» Work to complete
a. Output the stretch of the comments on land values from "But it's a valid" through "where it’s quiet!)", copied word for word.
b. Using the comments on land values, answer each question on its own line, with the same marks:
(i) Which party has joined Labour in the initiative?
(ii) In the subdivision example, how many dwellings are on the single property title that is bought?
(iii) What kind of housing does the small corner of the commenter's "very average suburb" have?
━━ Page text
Land values will spike higher because of the new development rights.
Not true that the Unitary plan increased land values.
https://ourauckland.aucklandcouncil.govt.nz/news/2020/03/auckland-land-…
See also https://www.aucklandcouncil.govt.nz/about-auckland-council/business-in-… .
There hasn't really been a premium. An awful ot of sites have been redevelopable under the Unitary Plan.
But it's a valid point, maybe in a year or two it might limit land value increases, but in the near term I think it's going to take prices further in to the stratosphere.
It will be interesting to see how it goes. I live in a very average suburb that has seen property prices go even more insane than every where else, as there are lots of pancake flat developable sites, and there is only a small corner that is single housing. )I live in that bi where it’s quiet!)
I do wonder if developers might start to look further afield for more value. I can think of a couple of suburbs which have similar types of housing and closer to rail, but were predominantly zoned suburban or single. Surely they’d be more attractive as lower entry point?
Hard to say.
It will be fascinating to see how this plays out - on the one hand land values will adjust to whatever developers can pay and still make money (potentially upwards pressure because larger or multiple occupancy developments will be worth more), on the other hand land owners could end up competing for buyers, which would have a downwards pressure. I am with you, I think the net impact will be land value increases - at least for the first few years.
The fact that National has joined Labour in this initiative suggests that the developers lobby is happy for such increases to happen by themselves or to be created. It could also mean more construction in a hurry affecting quality of the houses and their long term durability and fit for purpose. Future is shaking.
Do we know if they're going to do anything to increase capacity in the planning process?
Their new tax loopholes on 'new builds' have created massive tax incentives (likely to be north of six figures over the lifetime ownership period) to apply for Code Compliance on existing dwellings and convert these to 'new dwellings'.
For example, I buy a property which is two dwellings on one property title, subdivide and create two new property titles with one dwelling each. Nothing has changed to increase the number of dwellings but after I send my resource consent to council and engage in that process I am left with two 'new dwellings' which qualify for the new loophole.
━━━━
━━ Records shown
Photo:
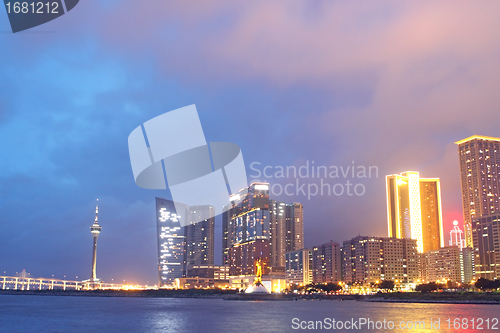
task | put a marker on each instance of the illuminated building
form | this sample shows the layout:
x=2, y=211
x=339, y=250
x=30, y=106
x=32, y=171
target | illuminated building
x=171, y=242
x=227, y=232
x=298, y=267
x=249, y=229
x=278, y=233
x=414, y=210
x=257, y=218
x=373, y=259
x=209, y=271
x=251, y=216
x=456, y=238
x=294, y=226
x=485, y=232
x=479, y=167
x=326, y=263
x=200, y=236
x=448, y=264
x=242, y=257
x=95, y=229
━━━━
» Answers for this exercise
a.
But it's a valid point, maybe in a year or two it might limit land value increases, but in the near term I think it's going to take prices further in to the stratosphere.
It will be interesting to see how it goes. I live in a very average suburb that has seen property prices go even more insane than every where else, as there are lots of pancake flat developable sites, and there is only a small corner that is single housing. )I live in that bi where it’s quiet!)

b.
(i) National
(ii) Two
(iii) Single housing